━━━ Dane do przetworzenia

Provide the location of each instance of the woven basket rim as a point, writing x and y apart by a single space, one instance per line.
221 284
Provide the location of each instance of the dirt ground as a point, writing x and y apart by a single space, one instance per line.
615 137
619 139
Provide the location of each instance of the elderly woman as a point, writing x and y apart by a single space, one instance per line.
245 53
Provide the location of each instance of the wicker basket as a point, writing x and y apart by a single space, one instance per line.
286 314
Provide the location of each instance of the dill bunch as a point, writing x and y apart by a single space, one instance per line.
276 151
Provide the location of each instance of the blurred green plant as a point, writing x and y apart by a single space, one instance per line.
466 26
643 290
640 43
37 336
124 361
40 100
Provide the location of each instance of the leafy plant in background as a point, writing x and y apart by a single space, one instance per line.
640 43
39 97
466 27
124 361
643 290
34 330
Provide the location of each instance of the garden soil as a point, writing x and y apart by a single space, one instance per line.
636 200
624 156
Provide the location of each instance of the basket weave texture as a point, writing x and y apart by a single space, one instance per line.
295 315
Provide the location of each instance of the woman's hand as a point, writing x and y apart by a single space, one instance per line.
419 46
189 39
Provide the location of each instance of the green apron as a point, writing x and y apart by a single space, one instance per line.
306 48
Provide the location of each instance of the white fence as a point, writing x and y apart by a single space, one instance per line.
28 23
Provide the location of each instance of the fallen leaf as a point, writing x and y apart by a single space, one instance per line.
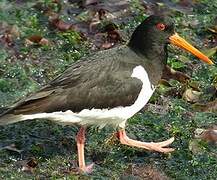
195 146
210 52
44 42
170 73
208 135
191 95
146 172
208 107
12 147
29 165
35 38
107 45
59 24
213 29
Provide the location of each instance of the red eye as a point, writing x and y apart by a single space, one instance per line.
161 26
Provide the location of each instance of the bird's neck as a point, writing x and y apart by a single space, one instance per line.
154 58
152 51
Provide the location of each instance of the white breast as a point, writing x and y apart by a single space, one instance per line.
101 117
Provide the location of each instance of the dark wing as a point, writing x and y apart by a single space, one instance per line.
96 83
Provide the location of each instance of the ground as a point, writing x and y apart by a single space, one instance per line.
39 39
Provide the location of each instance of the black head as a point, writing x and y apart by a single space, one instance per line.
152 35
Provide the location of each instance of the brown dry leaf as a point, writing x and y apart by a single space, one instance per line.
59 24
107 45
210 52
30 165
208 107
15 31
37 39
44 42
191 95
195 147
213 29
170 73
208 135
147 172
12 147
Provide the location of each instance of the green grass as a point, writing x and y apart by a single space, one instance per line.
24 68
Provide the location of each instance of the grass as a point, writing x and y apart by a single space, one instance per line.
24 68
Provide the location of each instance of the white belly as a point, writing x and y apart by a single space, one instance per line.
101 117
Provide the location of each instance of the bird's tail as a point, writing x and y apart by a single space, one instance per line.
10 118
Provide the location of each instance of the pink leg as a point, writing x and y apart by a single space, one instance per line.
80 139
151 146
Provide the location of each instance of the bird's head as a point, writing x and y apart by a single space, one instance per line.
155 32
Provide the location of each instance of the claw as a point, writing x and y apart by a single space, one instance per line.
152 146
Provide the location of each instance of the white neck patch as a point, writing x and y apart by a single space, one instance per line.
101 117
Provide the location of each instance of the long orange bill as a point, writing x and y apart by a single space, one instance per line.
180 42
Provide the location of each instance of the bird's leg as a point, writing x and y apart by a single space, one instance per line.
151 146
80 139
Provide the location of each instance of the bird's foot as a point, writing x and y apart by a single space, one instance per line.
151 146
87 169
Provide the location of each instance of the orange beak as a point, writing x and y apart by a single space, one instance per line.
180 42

━━━━━━
━━━ Dane do przetworzenia

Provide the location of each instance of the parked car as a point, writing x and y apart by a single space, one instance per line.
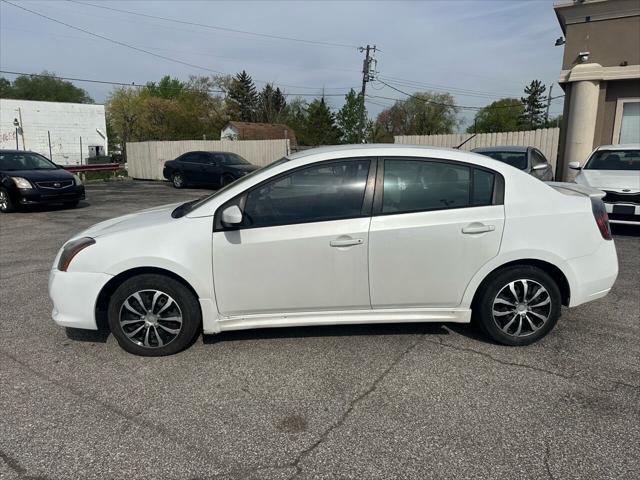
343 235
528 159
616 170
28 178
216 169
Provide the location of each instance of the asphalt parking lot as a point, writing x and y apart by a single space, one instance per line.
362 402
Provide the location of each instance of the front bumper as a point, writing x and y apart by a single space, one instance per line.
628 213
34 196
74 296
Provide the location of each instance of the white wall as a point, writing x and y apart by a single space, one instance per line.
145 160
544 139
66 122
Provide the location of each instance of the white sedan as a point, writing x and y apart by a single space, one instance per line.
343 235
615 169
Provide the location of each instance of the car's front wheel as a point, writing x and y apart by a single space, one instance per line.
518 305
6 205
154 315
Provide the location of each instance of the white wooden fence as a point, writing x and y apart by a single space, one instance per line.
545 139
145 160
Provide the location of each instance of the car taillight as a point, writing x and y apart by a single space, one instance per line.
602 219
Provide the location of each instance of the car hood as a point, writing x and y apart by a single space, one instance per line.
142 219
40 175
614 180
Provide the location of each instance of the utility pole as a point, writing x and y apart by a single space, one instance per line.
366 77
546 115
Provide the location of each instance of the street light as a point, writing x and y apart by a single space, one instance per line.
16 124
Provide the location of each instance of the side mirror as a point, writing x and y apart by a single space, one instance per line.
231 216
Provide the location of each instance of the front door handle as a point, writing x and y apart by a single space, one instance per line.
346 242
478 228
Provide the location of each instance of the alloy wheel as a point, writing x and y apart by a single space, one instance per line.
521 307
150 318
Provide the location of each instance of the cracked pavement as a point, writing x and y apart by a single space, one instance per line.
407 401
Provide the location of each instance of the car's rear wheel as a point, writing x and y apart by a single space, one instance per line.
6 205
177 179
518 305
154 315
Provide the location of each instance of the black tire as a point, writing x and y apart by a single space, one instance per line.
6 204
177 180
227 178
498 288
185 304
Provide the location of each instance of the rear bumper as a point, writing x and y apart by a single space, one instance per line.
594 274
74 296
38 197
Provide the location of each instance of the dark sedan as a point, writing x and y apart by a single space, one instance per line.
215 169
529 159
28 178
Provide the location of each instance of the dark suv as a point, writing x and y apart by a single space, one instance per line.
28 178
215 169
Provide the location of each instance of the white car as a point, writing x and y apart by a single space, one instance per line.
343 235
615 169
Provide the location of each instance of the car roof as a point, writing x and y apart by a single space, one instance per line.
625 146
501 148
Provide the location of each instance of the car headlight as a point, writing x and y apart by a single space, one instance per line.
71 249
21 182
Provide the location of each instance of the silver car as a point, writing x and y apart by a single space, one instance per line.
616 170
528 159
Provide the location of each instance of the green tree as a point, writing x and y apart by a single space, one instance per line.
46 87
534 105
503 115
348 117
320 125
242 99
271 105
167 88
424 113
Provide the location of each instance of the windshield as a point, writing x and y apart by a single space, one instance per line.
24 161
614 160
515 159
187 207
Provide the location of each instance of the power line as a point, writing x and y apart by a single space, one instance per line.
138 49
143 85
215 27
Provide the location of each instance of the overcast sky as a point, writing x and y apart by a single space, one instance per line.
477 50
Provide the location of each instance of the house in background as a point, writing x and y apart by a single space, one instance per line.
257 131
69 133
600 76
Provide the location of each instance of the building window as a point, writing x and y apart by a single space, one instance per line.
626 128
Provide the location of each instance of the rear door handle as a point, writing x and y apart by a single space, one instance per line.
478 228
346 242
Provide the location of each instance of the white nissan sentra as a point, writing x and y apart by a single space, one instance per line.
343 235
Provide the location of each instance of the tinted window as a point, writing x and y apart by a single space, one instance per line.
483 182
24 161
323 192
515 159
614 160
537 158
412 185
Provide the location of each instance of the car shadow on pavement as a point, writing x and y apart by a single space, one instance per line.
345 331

━━━━━━
━━━ Dane do przetworzenia

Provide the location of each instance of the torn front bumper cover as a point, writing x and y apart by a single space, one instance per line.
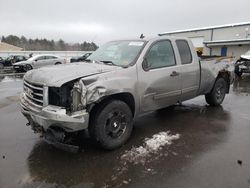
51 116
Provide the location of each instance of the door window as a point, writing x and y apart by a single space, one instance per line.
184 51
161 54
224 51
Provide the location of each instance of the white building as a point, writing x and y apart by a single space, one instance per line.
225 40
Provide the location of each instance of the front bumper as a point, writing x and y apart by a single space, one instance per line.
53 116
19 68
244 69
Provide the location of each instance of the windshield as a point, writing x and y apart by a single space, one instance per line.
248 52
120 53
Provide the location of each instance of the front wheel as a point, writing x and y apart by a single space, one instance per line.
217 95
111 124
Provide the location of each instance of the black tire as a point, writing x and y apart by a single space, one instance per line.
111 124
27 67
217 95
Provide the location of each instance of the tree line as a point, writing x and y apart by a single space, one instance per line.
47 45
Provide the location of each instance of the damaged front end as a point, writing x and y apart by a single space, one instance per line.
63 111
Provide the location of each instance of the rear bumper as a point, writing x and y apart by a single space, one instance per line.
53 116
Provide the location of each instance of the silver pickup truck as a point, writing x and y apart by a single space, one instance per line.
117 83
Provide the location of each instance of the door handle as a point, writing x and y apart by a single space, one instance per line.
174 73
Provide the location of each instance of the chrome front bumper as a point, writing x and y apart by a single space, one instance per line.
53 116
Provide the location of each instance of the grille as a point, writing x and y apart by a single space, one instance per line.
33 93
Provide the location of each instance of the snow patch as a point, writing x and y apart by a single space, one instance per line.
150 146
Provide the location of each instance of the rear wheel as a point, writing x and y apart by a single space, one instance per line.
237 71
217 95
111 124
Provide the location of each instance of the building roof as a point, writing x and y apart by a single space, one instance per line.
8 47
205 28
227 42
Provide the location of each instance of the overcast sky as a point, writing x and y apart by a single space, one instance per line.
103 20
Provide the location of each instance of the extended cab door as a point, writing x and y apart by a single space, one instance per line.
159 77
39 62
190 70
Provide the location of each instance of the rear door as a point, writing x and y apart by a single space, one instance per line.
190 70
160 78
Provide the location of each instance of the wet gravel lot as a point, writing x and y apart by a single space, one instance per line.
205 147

━━━━━━

• Polecenie:
Odfiltruj z powyższych rekordów wszystkie wiersze zawierające słowo „orange” i przepisz je bez zmian.

• Oczekiwana odpowiedź:
Provide the location of each instance of the long orange bill as a point, writing x and y apart by a single space, one instance per line.
Provide the location of each instance of the orange beak as a point, writing x and y apart by a single space, one instance per line.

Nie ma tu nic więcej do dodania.